*Enunciados*.
1/ En el extracto sobre la ópera china, ¿qué motivo se da para no poder marcharse de Pekín sin ver uno de estos espectáculos? Contesta en una a tres oraciones.
2/ Selecciona cada línea del listado que contenga la palabra "confirm", distinguiendo entre mayúsculas y minúsculas.

*Extracto de página*.
++++
La
primera (y única) vez que asistí a un espectáculo de ópera china
fue durante mi
viaje a Pekín.
Por supuesto, había oído hablar de la archifamosa ópera de Pekín
y sabía de su valor cultural (nada más y nada menos que Patrimonio
Cultural Inmaterial de la Humanidad), por lo que no podía marcharme
de la capital sin haber visto uno de estos espectáculos. En España
no veo óperas todas las semanas, pero es un arte que me gusta y
disfruto, incluso sin ser experta en el tema. De hecho, hasta el
nombre lo tengo de ópera por cortesía de mis padres, quienes
decidieron que me pegaba el nombre de la obra Aida, de Verdi.
Pero
claro, una cosa son nuestras óperas europeas y otra muy distinta las
óperas chinas. Yo no lo sabía cuando saqué las entradas para la
función, pero lo que iba a ver en aquel escenario de Pekín no tenía
nada que ver con Verdi. Cometí un error muy grande y, con seguridad,
muy común entre los extranjeros que pasan por China: entrar a ver
una ópera china sin conocer el tema a fondo.
++++
*Material del ejercicio*.
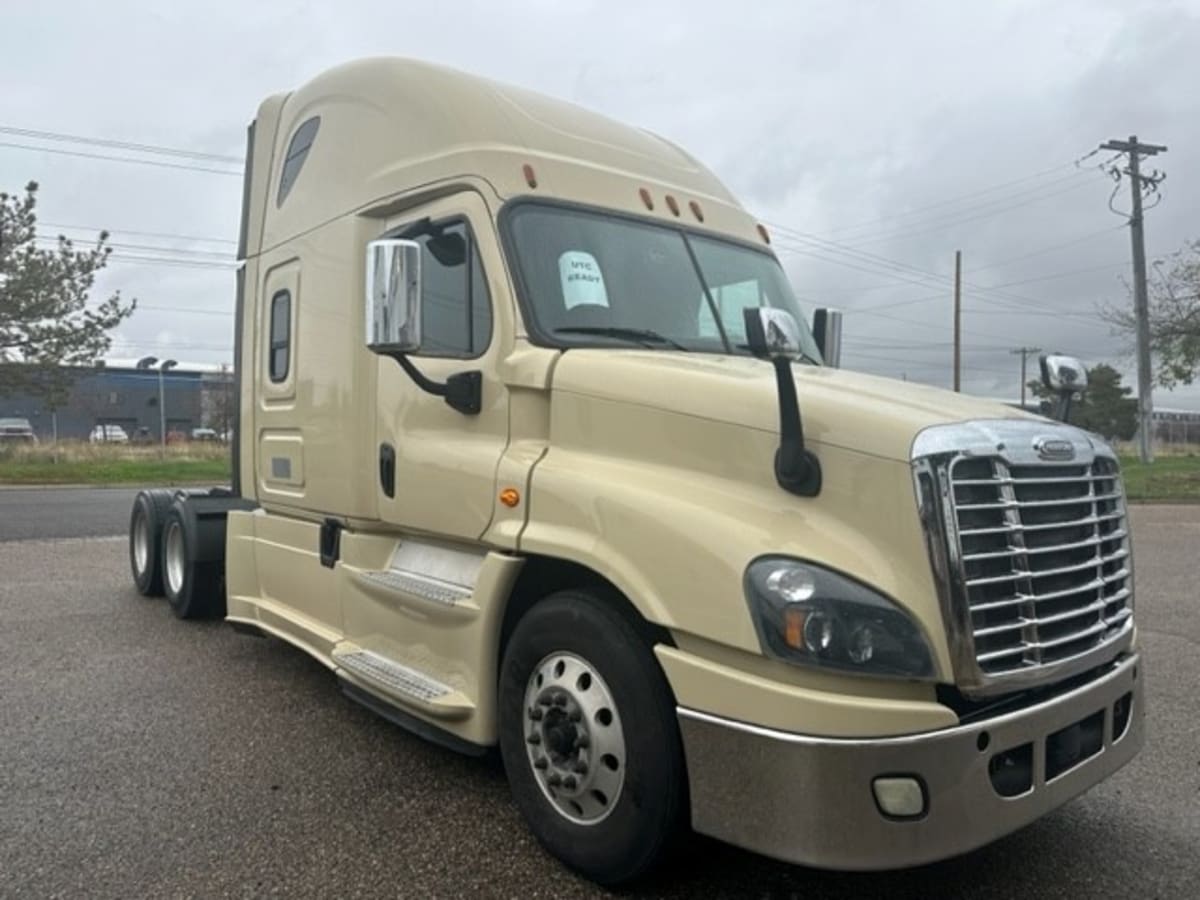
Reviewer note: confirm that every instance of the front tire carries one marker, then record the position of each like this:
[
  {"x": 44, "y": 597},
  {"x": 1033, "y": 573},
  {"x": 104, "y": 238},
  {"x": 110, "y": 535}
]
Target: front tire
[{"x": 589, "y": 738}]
++++
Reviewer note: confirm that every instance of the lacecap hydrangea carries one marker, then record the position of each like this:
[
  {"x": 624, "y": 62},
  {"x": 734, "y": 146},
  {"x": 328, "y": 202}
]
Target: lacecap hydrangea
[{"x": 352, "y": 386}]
++++
*Respuestas por tarea*.
1/ Había oído hablar de la archifamosa ópera de Pekín y sabía de su valor cultural, ya que es Patrimonio Cultural Inmaterial de la Humanidad.

2/
Reviewer note: confirm that every instance of the front tire carries one marker, then record the position of each like this:
Reviewer note: confirm that every instance of the lacecap hydrangea carries one marker, then record the position of each like this:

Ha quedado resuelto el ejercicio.